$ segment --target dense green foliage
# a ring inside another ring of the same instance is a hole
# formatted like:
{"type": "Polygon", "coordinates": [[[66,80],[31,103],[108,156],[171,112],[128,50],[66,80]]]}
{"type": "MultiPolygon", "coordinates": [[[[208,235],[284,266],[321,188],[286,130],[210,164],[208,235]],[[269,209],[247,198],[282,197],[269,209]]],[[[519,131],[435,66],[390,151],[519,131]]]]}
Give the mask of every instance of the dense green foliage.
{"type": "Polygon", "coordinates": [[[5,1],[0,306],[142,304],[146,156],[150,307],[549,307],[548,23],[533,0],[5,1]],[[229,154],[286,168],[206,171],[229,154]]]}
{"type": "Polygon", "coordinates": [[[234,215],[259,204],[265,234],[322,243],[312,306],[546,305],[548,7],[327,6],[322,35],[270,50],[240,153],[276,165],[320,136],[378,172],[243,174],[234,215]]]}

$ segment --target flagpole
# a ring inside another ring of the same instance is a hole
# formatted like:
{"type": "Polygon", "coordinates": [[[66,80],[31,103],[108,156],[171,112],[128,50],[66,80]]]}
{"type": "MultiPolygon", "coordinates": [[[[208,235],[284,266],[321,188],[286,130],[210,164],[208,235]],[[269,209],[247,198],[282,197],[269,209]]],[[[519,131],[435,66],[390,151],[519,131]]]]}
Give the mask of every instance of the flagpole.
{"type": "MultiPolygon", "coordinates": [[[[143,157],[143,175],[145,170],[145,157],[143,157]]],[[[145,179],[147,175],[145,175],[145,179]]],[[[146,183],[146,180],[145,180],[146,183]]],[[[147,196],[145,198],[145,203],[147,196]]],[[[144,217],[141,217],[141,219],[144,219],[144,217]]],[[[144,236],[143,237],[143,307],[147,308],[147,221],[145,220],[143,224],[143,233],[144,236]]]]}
═══
Reproduce the records from the line containing "segment --target flagpole" down to the line containing "Give the mask of every instance of the flagpole.", replacing "hole" with "cutout" and leaving everything else unchanged.

• **Output of the exercise**
$ segment --target flagpole
# a ring inside another ring of the same instance is a cutout
# formatted like:
{"type": "Polygon", "coordinates": [[[66,80],[31,103],[108,156],[171,112],[128,50],[66,80]]]}
{"type": "MultiPolygon", "coordinates": [[[[208,235],[284,266],[321,188],[286,130],[210,164],[208,235]],[[269,209],[247,198],[282,197],[269,209]]],[[[519,131],[435,66],[390,151],[519,131]]]]}
Give the mask of every instance of the flagpole.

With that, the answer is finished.